◆ YOUR GOAL ◆
Gather every line of the records below that contains the string "jersey", and copy each such line verbatim.

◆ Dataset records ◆

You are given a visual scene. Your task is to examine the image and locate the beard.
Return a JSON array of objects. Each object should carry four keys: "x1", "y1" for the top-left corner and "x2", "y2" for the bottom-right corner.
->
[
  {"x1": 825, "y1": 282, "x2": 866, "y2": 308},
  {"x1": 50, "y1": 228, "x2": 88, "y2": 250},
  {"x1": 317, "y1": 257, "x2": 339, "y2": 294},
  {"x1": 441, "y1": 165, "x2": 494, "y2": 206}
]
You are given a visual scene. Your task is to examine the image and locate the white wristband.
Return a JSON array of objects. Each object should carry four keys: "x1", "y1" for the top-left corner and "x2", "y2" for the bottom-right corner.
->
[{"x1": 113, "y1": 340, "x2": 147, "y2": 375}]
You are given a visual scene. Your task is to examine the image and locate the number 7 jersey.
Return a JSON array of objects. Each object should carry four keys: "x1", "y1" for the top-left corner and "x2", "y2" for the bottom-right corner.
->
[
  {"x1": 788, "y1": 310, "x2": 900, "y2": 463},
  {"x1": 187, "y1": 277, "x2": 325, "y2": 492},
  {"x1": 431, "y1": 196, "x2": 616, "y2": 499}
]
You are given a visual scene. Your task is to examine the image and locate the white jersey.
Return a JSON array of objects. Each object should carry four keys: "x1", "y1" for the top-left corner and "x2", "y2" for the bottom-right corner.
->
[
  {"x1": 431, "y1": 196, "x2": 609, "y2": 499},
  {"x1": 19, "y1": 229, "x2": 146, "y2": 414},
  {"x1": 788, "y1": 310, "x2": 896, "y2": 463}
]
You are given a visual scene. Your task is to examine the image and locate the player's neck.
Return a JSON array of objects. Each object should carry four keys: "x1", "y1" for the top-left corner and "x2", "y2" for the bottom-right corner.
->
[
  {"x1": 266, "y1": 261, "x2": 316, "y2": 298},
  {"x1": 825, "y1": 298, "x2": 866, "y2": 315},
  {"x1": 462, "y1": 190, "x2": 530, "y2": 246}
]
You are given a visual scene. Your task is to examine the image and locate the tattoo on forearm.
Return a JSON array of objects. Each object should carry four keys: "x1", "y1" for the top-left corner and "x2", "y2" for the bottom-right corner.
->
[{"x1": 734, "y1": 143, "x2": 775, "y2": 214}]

◆ COMPLETE ANSWER ◆
You are given a visual scene. Your task is to examine the image and locate the number 7 jersey.
You are given a visual scene. Your task is to examine the image and locate the white jersey.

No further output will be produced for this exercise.